### Set task 1
From the National Provincial Bank passage, reproduce word for word the portion running from "Considered one of" to "nearby Scottish banks.".
### Set task 2
Answer these questions using the National Provincial Bank passage.
(a) In what year was the bank merged into the National Westminster Bank?
(b) On which London thoroughfare was the bank based, and at its junction with which street?
(c) Before the Act of 1826, what was the largest number of partners an English bank could have?

From the website of the NatWest Group:
“National Provincial Bank was a British retail bank which operated in England and Wales from 1833 until 1970 when it was merged into the National Westminster Bank. It continued to exist as a dormant non-trading company until 2016 when it was voluntarily struck off the register and dissolved.
Considered one of the “Big Five,” the National Provincial Bank expanded during the 19th and 20th centuries and took over a number of smaller banking companies. It was based on Bishopsgate, at the thoroughfare’s junction with Threadneedle Street, in London.
The National Provincial Bank played a unique role in the development of commercial banking. Prior to the Act of 1826, English banks were permitted to have no more than six partners – hence the expression “private banks”. The only banks allowed to be joint stock were the Bank of England and the Scottish banks (which operated under a different legal system). The leading campaigner for change was Thomas Joplin a Newcastle timber merchant “with local experience of banking disasters” and an observer of the greater stability of the nearby Scottish banks.

### Object location annotation records
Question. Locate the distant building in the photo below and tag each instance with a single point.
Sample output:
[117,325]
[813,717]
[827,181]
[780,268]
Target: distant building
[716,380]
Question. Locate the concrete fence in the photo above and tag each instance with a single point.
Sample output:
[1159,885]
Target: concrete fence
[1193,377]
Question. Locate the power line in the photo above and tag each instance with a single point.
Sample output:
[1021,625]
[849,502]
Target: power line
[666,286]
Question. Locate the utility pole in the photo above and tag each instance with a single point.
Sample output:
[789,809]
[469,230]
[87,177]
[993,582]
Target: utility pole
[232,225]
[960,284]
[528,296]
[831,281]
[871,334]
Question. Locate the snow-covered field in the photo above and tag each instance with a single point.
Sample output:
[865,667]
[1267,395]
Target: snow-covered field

### Full answer 1
Considered one of the “Big Five,” the National Provincial Bank expanded during the 19th and 20th centuries and took over a number of smaller banking companies. It was based on Bishopsgate, at the thoroughfare’s junction with Threadneedle Street, in London.
The National Provincial Bank played a unique role in the development of commercial banking. Prior to the Act of 1826, English banks were permitted to have no more than six partners – hence the expression “private banks”. The only banks allowed to be joint stock were the Bank of England and the Scottish banks (which operated under a different legal system). The leading campaigner for change was Thomas Joplin a Newcastle timber merchant “with local experience of banking disasters” and an observer of the greater stability of the nearby Scottish banks.

### Full answer 2
(a) 1970
(b) Bishopsgate, at its junction with Threadneedle Street
(c) Six